- **DATA EXTRACT**:
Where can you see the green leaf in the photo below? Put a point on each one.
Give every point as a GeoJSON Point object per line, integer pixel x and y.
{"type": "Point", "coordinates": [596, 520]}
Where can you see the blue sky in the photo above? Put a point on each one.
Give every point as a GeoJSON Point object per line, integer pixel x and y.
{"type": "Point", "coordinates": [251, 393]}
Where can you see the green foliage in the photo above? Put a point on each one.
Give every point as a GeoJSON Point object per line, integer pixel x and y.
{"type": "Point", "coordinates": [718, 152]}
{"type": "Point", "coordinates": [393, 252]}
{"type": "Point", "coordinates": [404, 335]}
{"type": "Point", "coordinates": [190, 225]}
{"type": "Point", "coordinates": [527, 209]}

- **WHAT YOU SHOULD DO**: Recast all of the data above as a numbered list with one line per item, and leave out any blank lines.

- **RESULT OF THIS TASK**:
1. Where can you see the green leaf in the photo below? Put a point on each one.
2. Give every point as a GeoJSON Point object per line, integer pixel x and y.
3. {"type": "Point", "coordinates": [596, 520]}
4. Where can you see the blue sky in the photo above? Put a point on each one.
5. Give every point as a GeoJSON Point object per line, integer pixel x and y.
6. {"type": "Point", "coordinates": [251, 393]}
7. Where can you see the green foliage in the photo above? Put a point on each one.
8. Give every point as a GeoJSON Point object per line, integer pixel x and y.
9. {"type": "Point", "coordinates": [718, 152]}
10. {"type": "Point", "coordinates": [393, 252]}
11. {"type": "Point", "coordinates": [404, 335]}
12. {"type": "Point", "coordinates": [190, 225]}
13. {"type": "Point", "coordinates": [527, 209]}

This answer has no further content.